◆ **About this task**: Each line below from the one containing "Where can you see the dashboard?" through the one containing "written like <point>488,333</point>." should be output exactly as it stands, and no other line should appear.
[Supplied records — start]
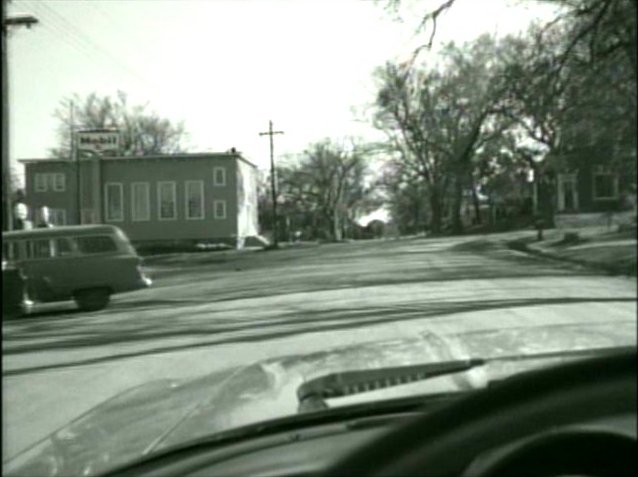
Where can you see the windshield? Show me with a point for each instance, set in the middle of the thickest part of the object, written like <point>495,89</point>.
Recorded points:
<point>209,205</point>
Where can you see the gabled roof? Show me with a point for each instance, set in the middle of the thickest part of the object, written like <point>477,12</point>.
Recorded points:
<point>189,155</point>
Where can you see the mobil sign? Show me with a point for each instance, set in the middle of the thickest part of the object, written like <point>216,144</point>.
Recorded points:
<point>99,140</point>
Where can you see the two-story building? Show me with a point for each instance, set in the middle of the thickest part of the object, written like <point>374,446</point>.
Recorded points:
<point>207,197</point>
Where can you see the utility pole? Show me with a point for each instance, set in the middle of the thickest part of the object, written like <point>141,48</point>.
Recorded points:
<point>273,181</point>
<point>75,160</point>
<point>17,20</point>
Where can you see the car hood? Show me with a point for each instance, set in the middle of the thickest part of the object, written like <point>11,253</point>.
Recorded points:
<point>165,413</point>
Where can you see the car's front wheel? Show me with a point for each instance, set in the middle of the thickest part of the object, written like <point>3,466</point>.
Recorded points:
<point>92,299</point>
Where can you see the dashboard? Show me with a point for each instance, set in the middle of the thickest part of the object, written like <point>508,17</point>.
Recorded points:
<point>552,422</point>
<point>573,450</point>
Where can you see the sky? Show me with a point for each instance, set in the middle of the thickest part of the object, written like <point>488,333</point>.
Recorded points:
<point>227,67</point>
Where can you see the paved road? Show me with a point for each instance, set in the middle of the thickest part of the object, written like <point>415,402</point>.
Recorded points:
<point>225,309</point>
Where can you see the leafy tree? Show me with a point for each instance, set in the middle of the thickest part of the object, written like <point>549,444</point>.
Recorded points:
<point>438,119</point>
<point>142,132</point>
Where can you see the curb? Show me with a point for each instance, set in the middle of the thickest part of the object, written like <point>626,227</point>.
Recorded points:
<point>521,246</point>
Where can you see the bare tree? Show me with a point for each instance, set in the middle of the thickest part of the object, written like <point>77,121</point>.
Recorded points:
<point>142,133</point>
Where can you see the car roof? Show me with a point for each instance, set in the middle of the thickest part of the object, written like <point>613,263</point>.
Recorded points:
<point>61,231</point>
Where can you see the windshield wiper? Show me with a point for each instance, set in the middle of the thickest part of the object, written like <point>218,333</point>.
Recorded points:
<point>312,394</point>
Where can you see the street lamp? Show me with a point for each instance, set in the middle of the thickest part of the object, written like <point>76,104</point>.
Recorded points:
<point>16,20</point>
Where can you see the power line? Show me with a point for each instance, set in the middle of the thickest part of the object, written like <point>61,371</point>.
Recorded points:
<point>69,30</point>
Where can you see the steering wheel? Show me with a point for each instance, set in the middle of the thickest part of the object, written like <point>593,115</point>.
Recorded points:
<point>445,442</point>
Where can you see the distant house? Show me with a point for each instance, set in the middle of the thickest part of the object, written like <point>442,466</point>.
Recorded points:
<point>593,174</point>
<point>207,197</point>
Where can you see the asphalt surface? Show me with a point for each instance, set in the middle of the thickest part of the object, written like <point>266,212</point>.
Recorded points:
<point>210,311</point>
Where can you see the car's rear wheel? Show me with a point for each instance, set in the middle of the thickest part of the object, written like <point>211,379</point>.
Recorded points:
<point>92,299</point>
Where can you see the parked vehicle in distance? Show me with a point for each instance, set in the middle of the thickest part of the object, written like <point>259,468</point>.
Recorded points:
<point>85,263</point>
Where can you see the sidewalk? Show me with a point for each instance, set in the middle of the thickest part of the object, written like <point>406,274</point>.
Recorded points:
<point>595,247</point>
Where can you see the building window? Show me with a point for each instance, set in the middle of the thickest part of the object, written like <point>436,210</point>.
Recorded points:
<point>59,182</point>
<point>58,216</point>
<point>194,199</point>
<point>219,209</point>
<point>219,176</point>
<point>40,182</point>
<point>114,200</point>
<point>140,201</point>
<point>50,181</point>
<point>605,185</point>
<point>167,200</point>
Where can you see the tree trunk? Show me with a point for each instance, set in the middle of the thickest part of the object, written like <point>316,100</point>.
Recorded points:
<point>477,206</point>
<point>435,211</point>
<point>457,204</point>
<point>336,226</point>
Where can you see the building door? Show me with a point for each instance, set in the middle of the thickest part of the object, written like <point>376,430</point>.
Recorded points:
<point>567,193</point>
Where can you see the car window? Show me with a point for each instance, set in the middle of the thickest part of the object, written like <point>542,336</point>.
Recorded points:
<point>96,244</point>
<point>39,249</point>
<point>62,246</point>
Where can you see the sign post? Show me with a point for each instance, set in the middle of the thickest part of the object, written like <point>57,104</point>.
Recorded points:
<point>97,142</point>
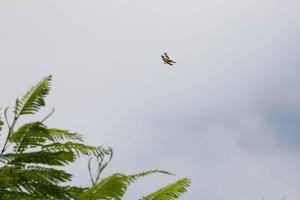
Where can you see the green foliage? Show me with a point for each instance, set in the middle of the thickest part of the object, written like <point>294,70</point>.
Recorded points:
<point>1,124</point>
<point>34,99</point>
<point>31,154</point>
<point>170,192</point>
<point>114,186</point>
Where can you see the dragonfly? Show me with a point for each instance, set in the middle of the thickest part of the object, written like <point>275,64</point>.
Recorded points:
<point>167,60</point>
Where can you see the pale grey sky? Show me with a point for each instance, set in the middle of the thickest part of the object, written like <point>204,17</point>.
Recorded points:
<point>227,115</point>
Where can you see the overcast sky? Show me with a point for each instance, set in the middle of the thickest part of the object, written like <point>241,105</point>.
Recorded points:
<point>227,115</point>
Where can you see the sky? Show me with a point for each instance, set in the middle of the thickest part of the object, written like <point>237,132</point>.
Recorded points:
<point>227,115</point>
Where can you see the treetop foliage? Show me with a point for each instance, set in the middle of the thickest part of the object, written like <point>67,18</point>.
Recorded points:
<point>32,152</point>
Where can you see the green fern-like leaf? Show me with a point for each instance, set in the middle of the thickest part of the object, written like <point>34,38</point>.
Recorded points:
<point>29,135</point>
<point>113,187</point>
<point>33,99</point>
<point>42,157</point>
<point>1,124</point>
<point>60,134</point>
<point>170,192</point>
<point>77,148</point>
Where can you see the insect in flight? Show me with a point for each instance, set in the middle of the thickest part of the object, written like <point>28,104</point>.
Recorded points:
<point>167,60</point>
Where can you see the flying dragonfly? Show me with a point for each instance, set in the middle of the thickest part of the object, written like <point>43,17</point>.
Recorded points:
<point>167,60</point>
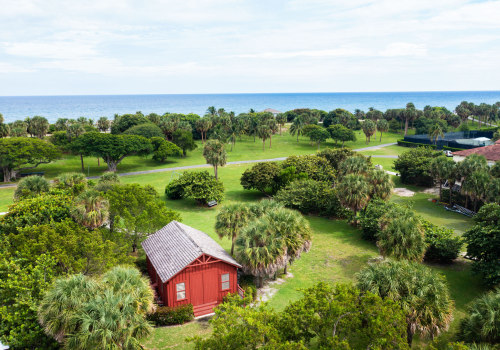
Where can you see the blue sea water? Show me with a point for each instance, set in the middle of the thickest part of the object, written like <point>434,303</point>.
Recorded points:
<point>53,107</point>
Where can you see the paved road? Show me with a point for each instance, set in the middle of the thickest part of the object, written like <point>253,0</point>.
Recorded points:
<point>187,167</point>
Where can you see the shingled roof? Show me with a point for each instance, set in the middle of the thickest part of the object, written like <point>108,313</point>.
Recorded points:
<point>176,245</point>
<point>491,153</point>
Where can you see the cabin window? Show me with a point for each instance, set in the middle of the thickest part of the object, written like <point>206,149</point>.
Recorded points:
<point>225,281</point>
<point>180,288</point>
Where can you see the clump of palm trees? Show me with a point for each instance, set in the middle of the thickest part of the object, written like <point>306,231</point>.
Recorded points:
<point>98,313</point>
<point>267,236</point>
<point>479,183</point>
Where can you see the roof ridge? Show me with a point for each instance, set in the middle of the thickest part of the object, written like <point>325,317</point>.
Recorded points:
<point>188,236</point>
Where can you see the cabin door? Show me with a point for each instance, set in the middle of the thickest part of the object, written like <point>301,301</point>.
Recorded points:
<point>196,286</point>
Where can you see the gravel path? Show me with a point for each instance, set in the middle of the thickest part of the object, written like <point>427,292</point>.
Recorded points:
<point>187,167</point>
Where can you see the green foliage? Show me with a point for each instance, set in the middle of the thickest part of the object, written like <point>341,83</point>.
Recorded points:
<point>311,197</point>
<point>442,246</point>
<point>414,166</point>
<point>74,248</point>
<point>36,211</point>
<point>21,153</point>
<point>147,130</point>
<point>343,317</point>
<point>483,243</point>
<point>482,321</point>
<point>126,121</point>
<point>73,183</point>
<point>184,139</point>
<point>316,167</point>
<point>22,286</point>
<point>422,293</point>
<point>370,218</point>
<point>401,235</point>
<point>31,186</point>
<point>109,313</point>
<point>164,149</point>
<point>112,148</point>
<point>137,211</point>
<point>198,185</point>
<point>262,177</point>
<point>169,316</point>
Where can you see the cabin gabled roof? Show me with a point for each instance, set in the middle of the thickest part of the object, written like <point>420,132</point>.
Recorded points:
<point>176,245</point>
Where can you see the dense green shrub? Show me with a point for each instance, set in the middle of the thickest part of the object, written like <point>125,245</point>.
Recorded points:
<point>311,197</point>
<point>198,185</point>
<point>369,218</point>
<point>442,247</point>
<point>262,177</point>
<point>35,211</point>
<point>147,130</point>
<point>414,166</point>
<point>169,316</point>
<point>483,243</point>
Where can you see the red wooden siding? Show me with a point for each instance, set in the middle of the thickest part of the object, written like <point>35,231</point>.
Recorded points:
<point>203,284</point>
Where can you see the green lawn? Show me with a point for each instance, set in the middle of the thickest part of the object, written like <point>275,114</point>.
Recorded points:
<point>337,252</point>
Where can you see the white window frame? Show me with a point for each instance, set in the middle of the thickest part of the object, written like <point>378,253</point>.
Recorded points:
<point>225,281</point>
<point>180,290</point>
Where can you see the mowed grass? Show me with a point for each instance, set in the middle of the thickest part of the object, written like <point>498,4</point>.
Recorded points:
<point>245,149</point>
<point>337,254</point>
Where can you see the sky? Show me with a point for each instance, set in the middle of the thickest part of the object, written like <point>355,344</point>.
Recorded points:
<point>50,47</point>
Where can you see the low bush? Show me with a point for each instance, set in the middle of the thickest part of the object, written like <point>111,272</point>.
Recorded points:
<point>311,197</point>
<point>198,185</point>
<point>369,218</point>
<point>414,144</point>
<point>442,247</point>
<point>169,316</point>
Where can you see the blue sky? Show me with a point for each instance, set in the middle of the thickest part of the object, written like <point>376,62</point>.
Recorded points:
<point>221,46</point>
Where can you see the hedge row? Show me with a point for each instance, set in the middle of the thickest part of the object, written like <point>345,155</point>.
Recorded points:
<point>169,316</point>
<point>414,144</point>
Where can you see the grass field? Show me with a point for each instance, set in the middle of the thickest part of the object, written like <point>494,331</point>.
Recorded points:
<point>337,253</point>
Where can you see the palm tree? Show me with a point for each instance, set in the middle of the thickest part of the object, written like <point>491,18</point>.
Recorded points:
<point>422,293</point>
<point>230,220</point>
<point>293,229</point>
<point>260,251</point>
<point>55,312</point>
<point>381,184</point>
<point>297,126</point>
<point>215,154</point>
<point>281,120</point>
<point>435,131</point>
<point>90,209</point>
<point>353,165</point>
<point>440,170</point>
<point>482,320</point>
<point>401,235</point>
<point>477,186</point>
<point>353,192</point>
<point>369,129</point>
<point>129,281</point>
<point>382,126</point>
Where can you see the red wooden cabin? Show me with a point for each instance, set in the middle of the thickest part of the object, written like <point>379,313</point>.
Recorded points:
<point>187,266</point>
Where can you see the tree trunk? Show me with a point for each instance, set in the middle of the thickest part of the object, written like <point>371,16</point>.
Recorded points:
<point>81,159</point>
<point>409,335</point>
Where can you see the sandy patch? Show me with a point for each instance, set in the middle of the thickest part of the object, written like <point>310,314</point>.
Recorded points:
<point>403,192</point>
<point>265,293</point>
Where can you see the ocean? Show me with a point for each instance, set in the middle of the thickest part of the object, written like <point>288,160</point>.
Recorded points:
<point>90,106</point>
[Supplied records — finish]
◆ **Answer to this exercise**:
Where can you see the dashboard? Show me with a point for each instance, set in the middle of the thickest part of the object, written like <point>508,17</point>.
Recorded points:
<point>552,422</point>
<point>573,450</point>
Where can you see the sky? Show me with a point for each instance, set in the middle of the thickest part of the object, written like <point>488,333</point>.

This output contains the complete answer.